Retome o texto sobre a eleição de Dilma Rousseff e dê continuidade a ele a partir da última frase apresentada.

- Trecho do documento -

************

Uma vitória do povo brasileiro. A vitória de um
projeto político. A vitória de uma mulher. Talvez isso poderia ser
uma boa síntese das eleições deste domingo. O Brasil que a nova
presidente encontra não é o mesmo de 2003, quando Lula assumiu. É
muito melhor. No entanto, os desafios que Dilma Rousseff tem pela
frente são enormes, sobretudo o de continuar a luta para diminuir a
desigualdade social que ainda nos afronta, preocupação que ela
manifestou sempre durante a campanha.
Tenho convicção de que a democracia está se
consolidando no Brasil. Que o povo brasileiro amadurece cada vez
mais. Que a cidadania cresceu. Que a consciência da nossa gente não
se submete mais com tanta facilidade aos chamados meios de
comunicação de massa, cujo núcleo central é escandalosamente
partidarizado. Que os grotões desapareceram de nossa cena política.

************

- Material de origem -
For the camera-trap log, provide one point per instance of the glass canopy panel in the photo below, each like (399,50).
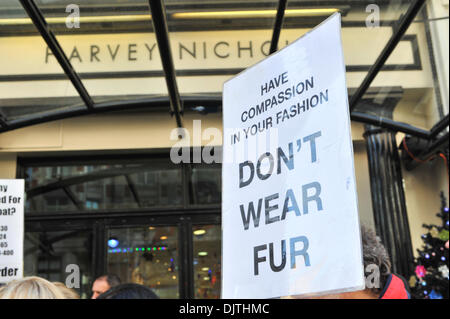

************

- Resultado final -
Que não há mais donos de votos no País, especialmente para as
eleições majoritárias. Que não se subestime mais a capacidade do
nosso povo.
Creio que definitivamente caiu por terra a
noção da existência de formadores de opinião situados na chamada
mídia hegemônica. Ou, dito de outra forma, a importância desses
atores diminuiu muito. O povo reage é diante das políticas
públicas, do resultado efetivo da atuação do governo face à sua
vida. Por que razão o povo brasileiro iria deixar de votar numa
candidata que representava a continuidade de políticas que o
beneficiaram tanto nos últimos anos e trocá-la por outro, que
representava tão nitidamente políticas que o prejudicaram
enormemente, como o governo Fernando Henrique
Cardoso?
Penso muito no desprezo que alguns daqueles que
se acreditam formadores de opinião tem pelo povo brasileiro. Não se
conformam com a popularidade do presidente Lula, tentam
desqualificá-lo o tempo inteiro, confrontando-se com índices de
aprovação superiores a 80%. E embarcaram de forma resoluta na
tentativa de desqualificação da candidata Dilma Rousseff, inclusive
na sordidez que envolviam os falsos dossiês sobre sua atuação
política ou, ainda, sobre o odioso caso da posição diante do
aborto.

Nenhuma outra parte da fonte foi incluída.